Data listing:

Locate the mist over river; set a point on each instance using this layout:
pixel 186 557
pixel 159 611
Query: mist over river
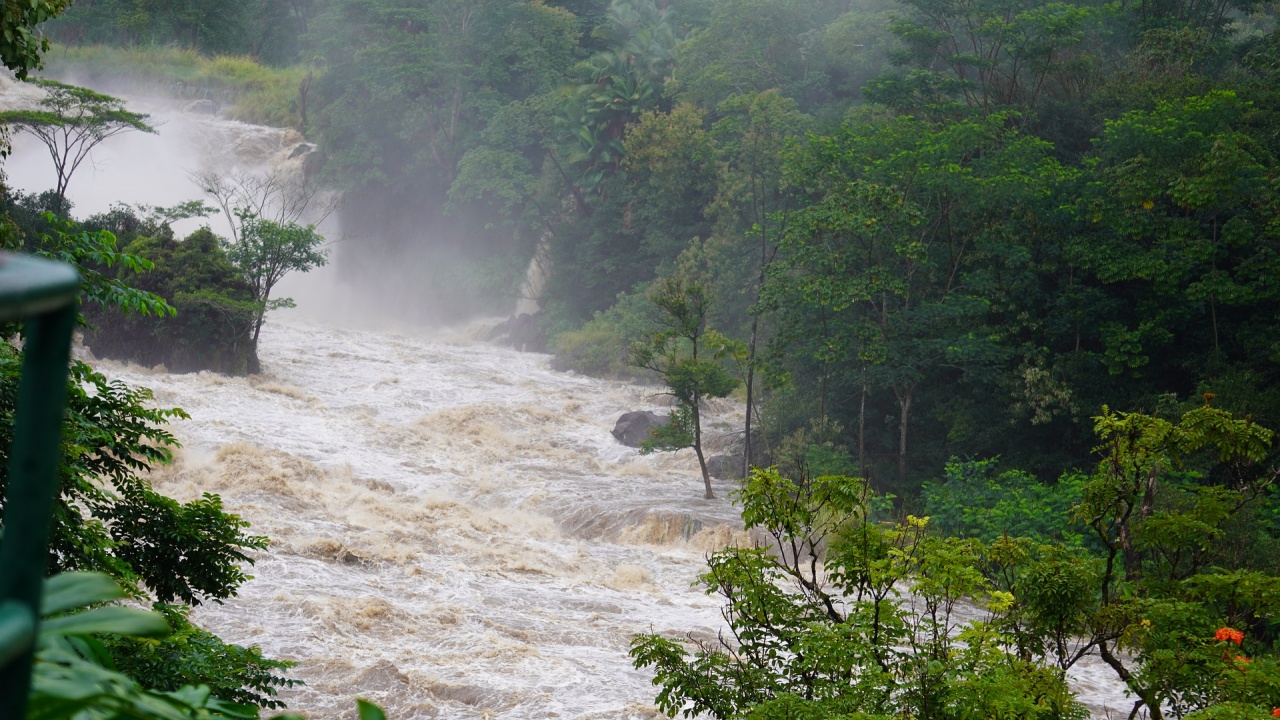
pixel 455 533
pixel 453 529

> _Set problem_: Write out every line of the data above word for word, but leave the picture out.

> _Answer to this exercise_:
Locate the mist over river; set a point on each instance using this layout:
pixel 186 557
pixel 159 611
Query: mist over river
pixel 455 533
pixel 453 529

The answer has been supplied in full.